What you will do>
In the listing below, locate the lines that hold the string "basin". Copy those lines.

────────────────────────────────────────

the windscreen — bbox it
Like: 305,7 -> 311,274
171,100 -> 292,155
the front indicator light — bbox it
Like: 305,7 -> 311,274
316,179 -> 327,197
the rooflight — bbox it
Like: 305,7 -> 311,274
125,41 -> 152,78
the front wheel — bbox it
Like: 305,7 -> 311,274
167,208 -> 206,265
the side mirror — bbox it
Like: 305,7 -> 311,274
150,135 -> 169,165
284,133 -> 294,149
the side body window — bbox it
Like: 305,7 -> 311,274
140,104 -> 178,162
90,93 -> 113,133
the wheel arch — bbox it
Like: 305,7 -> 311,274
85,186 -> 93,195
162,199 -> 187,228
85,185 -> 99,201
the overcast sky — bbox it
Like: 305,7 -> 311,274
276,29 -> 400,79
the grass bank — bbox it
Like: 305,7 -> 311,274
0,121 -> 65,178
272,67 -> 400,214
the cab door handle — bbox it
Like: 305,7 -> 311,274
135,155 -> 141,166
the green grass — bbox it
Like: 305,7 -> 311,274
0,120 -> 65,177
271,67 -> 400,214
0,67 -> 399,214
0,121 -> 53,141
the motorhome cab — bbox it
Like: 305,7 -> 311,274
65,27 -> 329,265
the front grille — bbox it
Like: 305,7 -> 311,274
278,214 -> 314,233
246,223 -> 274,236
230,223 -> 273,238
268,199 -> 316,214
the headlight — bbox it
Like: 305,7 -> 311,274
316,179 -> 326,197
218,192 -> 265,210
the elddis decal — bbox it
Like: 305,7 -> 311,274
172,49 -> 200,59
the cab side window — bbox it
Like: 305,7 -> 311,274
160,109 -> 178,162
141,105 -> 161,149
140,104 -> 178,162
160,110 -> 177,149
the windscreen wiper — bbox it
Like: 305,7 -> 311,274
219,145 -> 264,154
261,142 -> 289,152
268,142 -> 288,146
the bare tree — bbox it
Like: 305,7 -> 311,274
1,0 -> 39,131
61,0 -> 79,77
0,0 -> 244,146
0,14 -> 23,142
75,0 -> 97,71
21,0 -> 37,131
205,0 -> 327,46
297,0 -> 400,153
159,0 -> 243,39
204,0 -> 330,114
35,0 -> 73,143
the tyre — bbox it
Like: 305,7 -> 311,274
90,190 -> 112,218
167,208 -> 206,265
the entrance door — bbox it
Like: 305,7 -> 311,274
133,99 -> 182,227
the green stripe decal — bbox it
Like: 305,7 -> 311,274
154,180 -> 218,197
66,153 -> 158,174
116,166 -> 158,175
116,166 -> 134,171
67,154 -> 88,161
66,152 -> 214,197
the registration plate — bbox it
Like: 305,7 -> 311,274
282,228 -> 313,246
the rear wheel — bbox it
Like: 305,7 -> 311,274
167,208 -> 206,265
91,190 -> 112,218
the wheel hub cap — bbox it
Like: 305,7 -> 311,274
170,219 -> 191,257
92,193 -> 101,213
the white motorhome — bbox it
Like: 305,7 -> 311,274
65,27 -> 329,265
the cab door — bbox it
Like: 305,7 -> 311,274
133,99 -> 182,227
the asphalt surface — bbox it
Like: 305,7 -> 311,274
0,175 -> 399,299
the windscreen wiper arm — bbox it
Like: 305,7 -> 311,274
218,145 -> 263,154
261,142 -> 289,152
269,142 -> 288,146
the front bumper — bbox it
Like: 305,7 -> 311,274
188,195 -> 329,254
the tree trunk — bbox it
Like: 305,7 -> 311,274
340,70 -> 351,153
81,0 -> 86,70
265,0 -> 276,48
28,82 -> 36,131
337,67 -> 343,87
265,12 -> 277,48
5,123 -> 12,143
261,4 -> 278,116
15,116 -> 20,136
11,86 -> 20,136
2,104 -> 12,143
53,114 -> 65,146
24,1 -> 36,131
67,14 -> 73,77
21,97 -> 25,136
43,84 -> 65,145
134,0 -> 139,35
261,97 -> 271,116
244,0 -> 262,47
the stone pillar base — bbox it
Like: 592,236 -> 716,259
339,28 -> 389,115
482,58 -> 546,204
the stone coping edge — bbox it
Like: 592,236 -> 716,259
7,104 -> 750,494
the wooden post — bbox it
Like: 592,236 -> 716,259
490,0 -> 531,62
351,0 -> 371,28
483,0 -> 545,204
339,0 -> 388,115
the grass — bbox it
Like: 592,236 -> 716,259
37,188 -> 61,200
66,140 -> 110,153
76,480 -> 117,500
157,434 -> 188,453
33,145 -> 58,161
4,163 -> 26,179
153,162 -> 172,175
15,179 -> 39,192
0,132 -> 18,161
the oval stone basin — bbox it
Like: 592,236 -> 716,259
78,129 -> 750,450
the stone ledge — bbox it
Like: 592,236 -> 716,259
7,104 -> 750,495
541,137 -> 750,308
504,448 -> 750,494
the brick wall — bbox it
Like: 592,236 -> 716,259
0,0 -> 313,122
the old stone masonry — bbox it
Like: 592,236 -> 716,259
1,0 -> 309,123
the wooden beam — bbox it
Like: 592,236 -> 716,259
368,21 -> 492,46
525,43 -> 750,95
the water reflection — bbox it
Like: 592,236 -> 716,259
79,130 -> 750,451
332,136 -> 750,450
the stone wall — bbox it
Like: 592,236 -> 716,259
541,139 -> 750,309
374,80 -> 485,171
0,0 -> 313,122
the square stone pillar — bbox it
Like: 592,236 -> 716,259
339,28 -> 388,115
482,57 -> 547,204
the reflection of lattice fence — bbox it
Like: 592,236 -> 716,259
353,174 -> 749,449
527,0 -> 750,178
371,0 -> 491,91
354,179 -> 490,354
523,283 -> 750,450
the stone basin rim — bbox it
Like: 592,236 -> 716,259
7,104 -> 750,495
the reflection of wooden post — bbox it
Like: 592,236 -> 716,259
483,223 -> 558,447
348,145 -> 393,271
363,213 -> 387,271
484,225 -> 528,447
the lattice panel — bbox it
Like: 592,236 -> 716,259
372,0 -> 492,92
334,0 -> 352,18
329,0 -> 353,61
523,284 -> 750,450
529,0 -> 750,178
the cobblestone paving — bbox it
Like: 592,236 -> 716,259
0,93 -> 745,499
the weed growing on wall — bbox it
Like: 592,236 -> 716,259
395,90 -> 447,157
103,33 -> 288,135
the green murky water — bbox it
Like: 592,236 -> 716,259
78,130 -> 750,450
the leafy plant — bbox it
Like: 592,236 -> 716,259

────────────────────────────────────────

Answer box>
the oval stone basin — bbox it
the stone basin rim — bbox it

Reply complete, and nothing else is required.